*** Opening of Extracted data ***
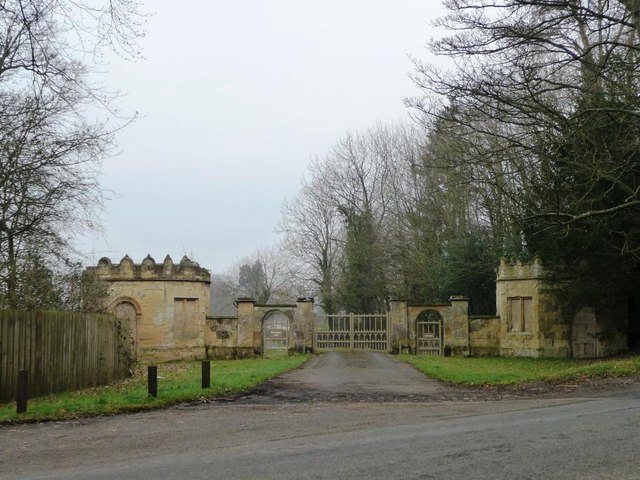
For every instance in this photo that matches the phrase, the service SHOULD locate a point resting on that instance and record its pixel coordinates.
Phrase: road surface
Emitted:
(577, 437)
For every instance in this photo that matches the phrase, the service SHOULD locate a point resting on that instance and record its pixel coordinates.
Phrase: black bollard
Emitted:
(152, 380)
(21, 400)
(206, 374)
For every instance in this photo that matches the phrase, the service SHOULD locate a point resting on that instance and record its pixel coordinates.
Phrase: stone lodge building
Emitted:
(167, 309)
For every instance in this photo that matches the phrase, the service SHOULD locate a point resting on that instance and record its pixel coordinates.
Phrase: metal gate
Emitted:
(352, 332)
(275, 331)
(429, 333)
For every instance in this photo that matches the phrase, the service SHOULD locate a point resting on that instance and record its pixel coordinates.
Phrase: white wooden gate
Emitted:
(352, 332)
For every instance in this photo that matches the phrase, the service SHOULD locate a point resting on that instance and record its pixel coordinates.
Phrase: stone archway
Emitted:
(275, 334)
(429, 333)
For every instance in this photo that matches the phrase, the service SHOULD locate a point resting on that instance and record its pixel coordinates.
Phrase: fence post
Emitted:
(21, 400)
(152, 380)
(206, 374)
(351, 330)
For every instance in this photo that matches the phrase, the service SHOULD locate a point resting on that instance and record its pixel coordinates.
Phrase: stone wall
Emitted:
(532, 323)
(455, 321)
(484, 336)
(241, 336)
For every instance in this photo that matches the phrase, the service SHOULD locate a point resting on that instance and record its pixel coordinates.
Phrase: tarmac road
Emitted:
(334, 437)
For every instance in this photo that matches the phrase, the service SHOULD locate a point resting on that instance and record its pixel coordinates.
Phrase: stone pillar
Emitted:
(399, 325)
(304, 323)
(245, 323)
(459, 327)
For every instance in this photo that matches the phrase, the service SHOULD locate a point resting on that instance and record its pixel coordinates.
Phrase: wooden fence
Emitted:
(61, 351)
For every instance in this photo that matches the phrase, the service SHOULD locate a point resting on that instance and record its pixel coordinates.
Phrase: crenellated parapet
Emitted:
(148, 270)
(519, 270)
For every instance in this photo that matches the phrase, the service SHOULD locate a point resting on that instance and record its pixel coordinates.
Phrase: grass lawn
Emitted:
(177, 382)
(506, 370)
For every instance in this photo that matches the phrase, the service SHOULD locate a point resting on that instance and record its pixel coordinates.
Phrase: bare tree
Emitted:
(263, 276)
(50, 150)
*** Close of Extracted data ***
Exercise instructions:
Any picture found in the data is to be skipped while the rest is copied exactly.

Response below:
For every instance in this photo that matches the phrase, the service SHOULD locate a point resting on that instance and record its pixel coordinates.
Phrase: road surface
Emitted:
(577, 437)
For every instance in this photo that matches the phrase, the service SHOULD locate a point resting on that instance and record its pixel coordinates.
Phrase: black bollard
Emitted:
(152, 380)
(21, 400)
(206, 374)
For every instance in this photo that matches the phrase, the service SHOULD locate a point resting on that instance and record its pixel coordinates.
Phrase: stone lodge building
Emitted:
(167, 309)
For every instance in this photo that matches the phrase, the service SHOULD locate a point resting on that instance and record its pixel coordinates.
Phrase: metal gate
Emitted:
(352, 332)
(275, 331)
(429, 333)
For every instance in this photo that matches the phrase, the service SHOULD locate a point resting on that instance and record its pixel coordinates.
Phrase: white wooden gate
Emitted:
(352, 332)
For every instance in this photo that matches the phrase, the service SHOULD locate a point resting on that instance and record its pixel coordinates.
Phrase: stone archway
Emitted:
(275, 334)
(429, 333)
For every instance in this photo that matches the phrase, the service SHOULD locate a point resting on that instance and record its pixel coordinates.
Phrase: fence post
Emitted:
(21, 400)
(152, 380)
(206, 374)
(351, 330)
For every instance in this photo that matches the phrase, the service SHOULD locate a point resting on that instance and record its pixel coordinates.
Phrase: stone wall
Emitted:
(532, 323)
(455, 321)
(484, 336)
(241, 336)
For every instance in this photo that matches the phrase, the service SHOULD locate a point resting on that instance and record its pixel coordinates.
Phrase: tarmac road
Emitted:
(334, 437)
For every instance in this photo that matches the phrase, the service SHOULD locate a point resting on that instance and record its pixel coordinates.
Phrase: stone pillar
Emitted:
(399, 325)
(304, 323)
(245, 323)
(459, 327)
For every instance in this photo that matches the phrase, the service SHOULD locate a point resting on that instance and record its pixel coordinates.
Phrase: wooden fence
Emitted:
(61, 351)
For every instance in this photo that matches the phrase, the service SHOULD locate a point resting on that instance and record its pixel coordinates.
Phrase: crenellated parapet
Emitted:
(148, 270)
(519, 270)
For every instance in this photo that matches the phrase, the service SHOULD locate a point resting on that instance and record its pixel coordinates.
Phrase: grass lawn
Emitted:
(177, 382)
(506, 370)
For every instance in this photo that matches the phrase, the service SHOULD locate a point resting on that instance and record its pixel coordinates.
Phrase: bare tree
Emitted:
(263, 276)
(50, 150)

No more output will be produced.